─── EXTRACT PROVIDED ───

At G-8 Meeting, Textile Heiress, Nobel Prize Winner To Propose Private-Public Partnerships To Raise Money for Developing Countries

The AP/San Francisco Chronicle examines the “controversial” plan by fashion heiress Renu Mehta and Nobel Prize-winning economist James Mirrlees to raise money for developing nations by encouraging state governments to match private donations and increasing the amount of oversight wealthy donors have.

The Mehta-Mirrlees plan aims to bolster U.N. donations, even as governments continue to fall behind their commitments “to donate 0.7% of gross national incomes to meet eight” U.N. Millennium Development Goals – a commitment met only by Denmark, Luxembourg, the Netherlands, Norway and Sweden in 2007, according to the AP/San Francisco Chronicle. “Collectively, all U.N. members delivered $103.7 billion, just 0.3 percent of gross national income and far short of the goal of $155 billion,” reports the AP/San Francisco Chronicle.

─── GIVEN RECORDS ───

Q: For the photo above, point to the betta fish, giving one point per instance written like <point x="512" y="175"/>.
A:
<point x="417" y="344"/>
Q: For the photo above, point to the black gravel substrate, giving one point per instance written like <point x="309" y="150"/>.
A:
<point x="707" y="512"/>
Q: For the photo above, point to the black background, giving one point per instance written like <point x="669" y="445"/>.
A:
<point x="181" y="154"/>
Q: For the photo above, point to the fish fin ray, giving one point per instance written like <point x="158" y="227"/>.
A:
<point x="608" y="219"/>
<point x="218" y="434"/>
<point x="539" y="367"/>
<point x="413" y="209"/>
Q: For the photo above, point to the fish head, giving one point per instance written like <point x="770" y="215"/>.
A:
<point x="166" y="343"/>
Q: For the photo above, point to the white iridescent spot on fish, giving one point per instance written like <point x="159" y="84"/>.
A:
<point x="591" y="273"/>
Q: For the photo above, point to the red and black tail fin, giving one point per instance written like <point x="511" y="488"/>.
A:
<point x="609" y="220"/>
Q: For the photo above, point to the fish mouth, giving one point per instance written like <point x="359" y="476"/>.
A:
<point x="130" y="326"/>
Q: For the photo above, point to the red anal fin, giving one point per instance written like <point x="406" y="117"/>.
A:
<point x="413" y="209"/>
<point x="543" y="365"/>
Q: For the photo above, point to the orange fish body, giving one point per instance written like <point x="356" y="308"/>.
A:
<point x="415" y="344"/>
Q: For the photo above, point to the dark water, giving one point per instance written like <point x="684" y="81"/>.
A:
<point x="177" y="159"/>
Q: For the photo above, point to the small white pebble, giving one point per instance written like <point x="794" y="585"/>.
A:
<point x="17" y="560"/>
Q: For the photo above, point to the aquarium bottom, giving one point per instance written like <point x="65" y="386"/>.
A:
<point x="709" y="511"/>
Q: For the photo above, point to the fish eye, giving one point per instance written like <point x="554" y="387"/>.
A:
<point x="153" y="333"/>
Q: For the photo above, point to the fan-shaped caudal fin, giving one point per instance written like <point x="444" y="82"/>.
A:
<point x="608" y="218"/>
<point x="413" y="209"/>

───

EXERCISE BRIEF ▸ Please transcribe the article on the Mehta-Mirrlees plan from "At G-8 Meeting, Textile" up to and including "wealthy donors have.". Work from the article on the Mehta-Mirrlees plan alone.

RESULT OF THE TASK ▸
At G-8 Meeting, Textile Heiress, Nobel Prize Winner To Propose Private-Public Partnerships To Raise Money for Developing Countries

The AP/San Francisco Chronicle examines the “controversial” plan by fashion heiress Renu Mehta and Nobel Prize-winning economist James Mirrlees to raise money for developing nations by encouraging state governments to match private donations and increasing the amount of oversight wealthy donors have.